====== EXTRACTED DATA

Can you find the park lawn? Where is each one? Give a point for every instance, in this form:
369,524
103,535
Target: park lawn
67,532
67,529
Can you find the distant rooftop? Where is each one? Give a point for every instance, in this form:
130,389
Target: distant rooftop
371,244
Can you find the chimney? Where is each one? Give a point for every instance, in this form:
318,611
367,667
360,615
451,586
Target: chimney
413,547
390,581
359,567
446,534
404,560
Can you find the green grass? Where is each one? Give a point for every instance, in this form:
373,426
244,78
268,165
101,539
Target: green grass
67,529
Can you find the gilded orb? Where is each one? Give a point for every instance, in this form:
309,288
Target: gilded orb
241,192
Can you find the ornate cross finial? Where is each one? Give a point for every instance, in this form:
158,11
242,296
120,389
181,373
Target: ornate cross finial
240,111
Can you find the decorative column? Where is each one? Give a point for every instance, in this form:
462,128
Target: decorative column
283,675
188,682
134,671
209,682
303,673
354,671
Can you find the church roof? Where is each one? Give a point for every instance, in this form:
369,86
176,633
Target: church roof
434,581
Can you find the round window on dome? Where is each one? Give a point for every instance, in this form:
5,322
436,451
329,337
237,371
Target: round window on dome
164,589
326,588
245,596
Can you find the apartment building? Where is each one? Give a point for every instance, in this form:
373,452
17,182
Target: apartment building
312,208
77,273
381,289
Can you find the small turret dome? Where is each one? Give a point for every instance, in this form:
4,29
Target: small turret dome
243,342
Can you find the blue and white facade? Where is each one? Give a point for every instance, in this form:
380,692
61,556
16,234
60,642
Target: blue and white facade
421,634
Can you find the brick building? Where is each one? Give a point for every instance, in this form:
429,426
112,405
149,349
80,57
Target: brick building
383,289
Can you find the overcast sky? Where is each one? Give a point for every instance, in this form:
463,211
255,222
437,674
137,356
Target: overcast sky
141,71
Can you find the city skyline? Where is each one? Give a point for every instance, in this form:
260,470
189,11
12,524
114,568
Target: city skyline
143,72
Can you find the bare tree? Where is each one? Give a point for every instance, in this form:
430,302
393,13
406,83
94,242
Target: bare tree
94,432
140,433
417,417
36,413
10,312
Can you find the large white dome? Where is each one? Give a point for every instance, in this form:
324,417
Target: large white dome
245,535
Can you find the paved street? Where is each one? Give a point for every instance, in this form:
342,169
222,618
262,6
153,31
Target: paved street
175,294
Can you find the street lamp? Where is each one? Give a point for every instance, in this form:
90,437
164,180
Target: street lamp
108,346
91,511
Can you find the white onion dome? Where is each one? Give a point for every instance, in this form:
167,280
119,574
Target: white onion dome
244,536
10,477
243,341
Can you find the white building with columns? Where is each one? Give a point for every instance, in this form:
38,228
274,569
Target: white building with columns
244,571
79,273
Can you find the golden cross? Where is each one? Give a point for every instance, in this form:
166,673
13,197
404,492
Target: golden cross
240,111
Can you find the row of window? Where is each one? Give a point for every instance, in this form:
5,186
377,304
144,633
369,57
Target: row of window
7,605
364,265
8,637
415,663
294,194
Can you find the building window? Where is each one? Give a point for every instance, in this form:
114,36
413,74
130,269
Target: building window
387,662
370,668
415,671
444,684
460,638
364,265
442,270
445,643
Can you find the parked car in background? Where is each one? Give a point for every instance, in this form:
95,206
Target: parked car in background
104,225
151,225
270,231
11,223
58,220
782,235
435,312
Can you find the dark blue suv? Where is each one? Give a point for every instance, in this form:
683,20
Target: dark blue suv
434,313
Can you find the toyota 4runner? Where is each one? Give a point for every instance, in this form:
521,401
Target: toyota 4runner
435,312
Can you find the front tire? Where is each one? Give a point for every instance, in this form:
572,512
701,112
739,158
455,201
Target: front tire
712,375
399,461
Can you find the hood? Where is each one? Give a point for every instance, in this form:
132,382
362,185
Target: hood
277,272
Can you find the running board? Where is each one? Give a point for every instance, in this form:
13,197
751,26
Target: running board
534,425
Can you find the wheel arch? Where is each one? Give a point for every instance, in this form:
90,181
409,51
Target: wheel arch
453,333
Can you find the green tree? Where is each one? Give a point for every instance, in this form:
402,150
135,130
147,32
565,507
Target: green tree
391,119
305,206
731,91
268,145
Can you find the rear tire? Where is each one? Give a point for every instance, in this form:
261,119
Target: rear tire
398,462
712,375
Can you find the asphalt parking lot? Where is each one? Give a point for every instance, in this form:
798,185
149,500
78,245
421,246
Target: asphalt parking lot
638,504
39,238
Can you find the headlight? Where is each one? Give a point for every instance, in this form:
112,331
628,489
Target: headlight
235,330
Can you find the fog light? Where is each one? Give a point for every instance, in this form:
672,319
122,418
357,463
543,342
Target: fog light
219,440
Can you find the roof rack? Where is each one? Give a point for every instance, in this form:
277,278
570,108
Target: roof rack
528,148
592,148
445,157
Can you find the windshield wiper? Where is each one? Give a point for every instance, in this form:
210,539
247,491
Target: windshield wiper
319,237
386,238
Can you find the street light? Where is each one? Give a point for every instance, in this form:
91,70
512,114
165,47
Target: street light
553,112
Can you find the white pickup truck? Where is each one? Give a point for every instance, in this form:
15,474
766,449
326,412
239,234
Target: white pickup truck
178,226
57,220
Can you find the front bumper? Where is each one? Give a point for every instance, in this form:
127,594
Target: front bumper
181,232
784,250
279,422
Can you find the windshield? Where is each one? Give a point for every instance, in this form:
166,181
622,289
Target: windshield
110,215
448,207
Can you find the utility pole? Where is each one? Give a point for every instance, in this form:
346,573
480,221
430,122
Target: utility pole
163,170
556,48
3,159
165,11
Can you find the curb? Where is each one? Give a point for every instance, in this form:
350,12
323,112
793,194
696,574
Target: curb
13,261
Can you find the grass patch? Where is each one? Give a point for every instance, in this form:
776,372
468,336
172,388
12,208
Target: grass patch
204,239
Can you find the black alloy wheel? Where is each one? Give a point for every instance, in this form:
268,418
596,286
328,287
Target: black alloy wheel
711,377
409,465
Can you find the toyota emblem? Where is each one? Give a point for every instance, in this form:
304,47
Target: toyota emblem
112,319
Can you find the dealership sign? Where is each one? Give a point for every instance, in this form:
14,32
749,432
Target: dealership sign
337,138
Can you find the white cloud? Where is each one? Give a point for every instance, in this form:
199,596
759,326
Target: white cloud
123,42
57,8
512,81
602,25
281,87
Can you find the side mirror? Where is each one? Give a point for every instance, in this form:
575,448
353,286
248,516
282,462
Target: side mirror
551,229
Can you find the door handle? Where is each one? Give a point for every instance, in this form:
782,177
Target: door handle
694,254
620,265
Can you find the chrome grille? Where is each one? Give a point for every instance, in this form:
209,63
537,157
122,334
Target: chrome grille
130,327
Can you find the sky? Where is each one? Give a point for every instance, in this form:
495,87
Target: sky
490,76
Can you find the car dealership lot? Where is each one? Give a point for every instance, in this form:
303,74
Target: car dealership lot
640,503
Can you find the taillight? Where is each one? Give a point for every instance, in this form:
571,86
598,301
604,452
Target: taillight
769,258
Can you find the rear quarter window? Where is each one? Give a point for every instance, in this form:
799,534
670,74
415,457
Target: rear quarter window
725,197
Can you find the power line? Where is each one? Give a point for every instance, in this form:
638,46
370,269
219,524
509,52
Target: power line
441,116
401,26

============

→ **YOUR INSTRUCTIONS**
The records above are to be repeated exactly, in their entirety.

→ **EXPECTED ANSWER**
Can you find the park lawn? Where is each one? Give a point for every instance, in this form:
369,524
103,535
Target: park lawn
67,532
67,529
Can you find the distant rooftop? Where is each one? Give a point for every instance, in this form:
130,389
Target: distant rooftop
371,244
Can you find the chimney? Where is each one? Give a point for every instance, in this form:
318,611
367,667
360,615
451,586
Target: chimney
413,547
390,581
359,567
446,534
404,560
Can you find the green grass? Where is each one? Give a point for every instance, in this form:
373,426
244,78
268,165
101,539
Target: green grass
67,529
Can you find the gilded orb? Where is each one? Give a point for every instance, in this form:
309,288
Target: gilded orb
241,192
Can you find the ornate cross finial? Where is each one? Give a point for every instance, in this form:
158,11
242,296
120,389
181,373
Target: ornate cross finial
240,111
Can you find the decorative column? Where is each one? Give a point for every instance, in this form:
462,128
Target: decorative column
283,675
188,682
134,671
209,682
303,673
354,671
Can you find the church roof? Where is each one? Give a point for every instance, in this form:
369,86
176,633
Target: church roof
434,581
Can you find the round window on dome? Where is each one? Give a point for every instance, in this form:
5,322
436,451
329,337
237,371
Target: round window on dome
164,589
326,588
245,596
Can you find the apartment building? Where is each one? Give a point for every instance, in this form:
373,452
17,182
Target: apartment building
312,208
77,273
381,289
Can you find the small turret dome? Where is each one? Give a point for every instance, in this form:
4,29
Target: small turret dome
243,342
Can you find the blue and white facade? Where is each one? Give a point for every instance, in this form:
380,692
61,556
16,234
60,642
Target: blue and white facade
421,634
Can you find the brick building? Where is each one? Give a point for every instance, in this form:
429,426
112,405
149,349
80,57
Target: brick building
383,289
Can you find the overcast sky? Where is each one? Give a point for every instance, in this form:
463,211
255,222
437,674
137,356
Target: overcast sky
141,71
Can you find the city skyline? Where is each one? Give a point for every instance, in this form:
260,470
189,11
12,524
114,568
Target: city skyline
143,72
Can you find the bare tree? Where is each one? Give a point for every instance, in this form:
430,302
393,13
406,83
94,242
Target: bare tree
94,432
140,433
417,417
36,413
10,312
Can you find the large white dome? Where is each one? Give a point for every instance, in this form:
324,417
Target: large white dome
245,535
Can you find the paved street? Where is each one? Give a point for every instance, in this form:
342,169
222,618
262,6
153,31
Target: paved street
175,294
Can you find the street lamp? Where is each one? Give a point for every instance, in this form:
90,437
164,180
Target: street lamp
108,346
91,511
Can you find the white onion dome? Where is each one? Give a point for every instance, in this form:
167,280
119,574
Target: white onion dome
244,536
10,477
243,341
Can you find the white building with columns? Where is each one? Give a point for every instance, in this form:
38,228
274,569
Target: white building with columns
244,571
79,273
Can you find the golden cross? Where is each one? Give a point for every instance, in this form:
166,673
13,197
404,492
Target: golden cross
240,111
Can you find the row of window? Where is each one? Give a point for every instance, in this form:
5,186
377,304
144,633
369,57
Target: row of window
7,605
364,265
8,637
415,663
294,194
Can you find the building window? Where is each one? Give a point for every instance, in this form:
114,36
413,74
130,269
Target: building window
387,662
370,668
415,671
444,684
460,638
364,265
442,270
445,643
Can you find the parked car in background? Where is each one? Give a point for every instance, in this form:
95,206
Target: parked car in background
104,225
151,225
270,231
11,223
58,220
782,235
435,312
Can you find the dark blue suv? Where is each one? Give a point for every instance, in this form:
683,20
Target: dark blue suv
434,313
Can you find the toyota 4runner? Where is each one? Give a point for every instance, in this form:
521,401
Target: toyota 4runner
435,312
Can you find the front tire? Where is each one? Give a point for every instance, in this form:
572,512
701,112
739,158
455,201
Target: front tire
712,375
399,461
Can you find the hood? Where is each one? Give a point for every instance, in this form:
132,382
362,185
Target: hood
277,272
Can you find the running board? Where is each one? Give a point for every instance, in this form:
13,197
751,26
Target: running board
534,425
Can you find the wheel arch? Where is each one? Give a point for every instance, in this form:
90,181
409,51
Target: wheel arch
453,333
Can you find the green tree? Where is each one? Give a point for every instance, in this form:
402,150
135,130
147,32
565,507
Target: green tree
391,119
305,206
731,91
268,145
Can you find the rear tire? Where is each one? Give a point for every instance, in this form:
261,119
Target: rear tire
398,462
712,375
Can you find the asphalt parking lot? Where is each one? Give a point for every instance, in this form:
798,185
149,500
78,245
421,246
Target: asphalt parking lot
638,504
39,238
Can you find the headlight? Where is each one? Give a point for every instance, in this form:
112,331
628,489
Target: headlight
235,330
Can you find the fog light? Where is each one? Give a point for every instance, in this form:
672,319
122,418
357,463
543,342
Target: fog light
219,440
Can you find the roof rack? Where is each one? Give a point for every instance, in this form:
277,278
570,108
Target: roof rack
528,148
592,148
445,157
Can you find the windshield wiper? Where is each one? Give a point for every instance, in this form:
210,539
247,491
Target: windshield wiper
319,237
386,238
Can you find the street light? Where is each one? Give a point for every instance, in this form:
91,70
512,114
165,47
Target: street light
553,112
Can you find the white pickup truck? Where is each one? Give a point for every instance, in this form:
15,474
766,449
326,412
239,234
Target: white pickup truck
178,226
57,220
Can you find the front bumper? Where is each one? Give a point for every instance, in this form:
127,594
Target: front bumper
181,232
784,250
279,422
Can you find the windshield? Where is each one? Give a point for every instance, in this form:
166,181
622,289
Target: windshield
110,215
448,207
Can you find the utility pole? Where is each one? Give a point for every instance, in this form:
346,573
480,221
430,122
Target: utility pole
163,170
556,48
3,159
165,11
Can you find the curb? Where is each one? Give a point for every instance, in this form:
350,12
323,112
793,194
696,574
Target: curb
13,261
Can you find the grass patch? Where is each one? Give a point for every instance, in this form:
776,372
468,336
172,388
12,208
Target: grass patch
204,239
Can you find the black alloy wheel? Where is each one? Give a point for every instance, in this form:
268,418
596,286
328,287
Target: black alloy wheel
711,377
409,465
Can you find the toyota emblem? Where is each one? Give a point for every instance, in this form:
304,47
Target: toyota emblem
112,319
Can you find the dealership sign? Where is each one? Give a point for every instance, in this form:
14,32
749,432
Target: dealership sign
337,138
Can you find the white cloud? Where is each one? Give a point for every instance, in this form:
199,596
759,326
Target: white cloud
123,42
57,8
512,81
602,25
281,87
Can you find the side mirror? Where is each one? Give a point for every instance, in this form:
575,448
353,286
248,516
282,462
Target: side mirror
551,229
Can you find the door handle? Where is each one? Give a point for every instance, in this form:
782,177
Target: door handle
694,254
620,265
Can you find the chrome grille? Where is each one? Give a point for every instance, in this form:
209,63
537,157
122,334
Target: chrome grille
130,327
Can you find the sky? Where is each one? Give a point for every instance, in this form:
495,87
Target: sky
490,76
Can you find the car dealership lot? Where is each one? Give a point for every instance, in this form:
303,74
Target: car dealership lot
640,503
Can you find the taillight? Where is each one? Give a point for every instance, in this form:
571,86
598,301
604,452
Target: taillight
769,258
Can you find the rear quarter window? Where is each one? Give a point for every instance, in this form:
799,534
670,74
415,457
Target: rear quarter window
725,197
Can you find the power line? Where is each one? Give a point for every instance, in this form:
638,46
370,269
219,524
509,52
Target: power line
441,116
401,26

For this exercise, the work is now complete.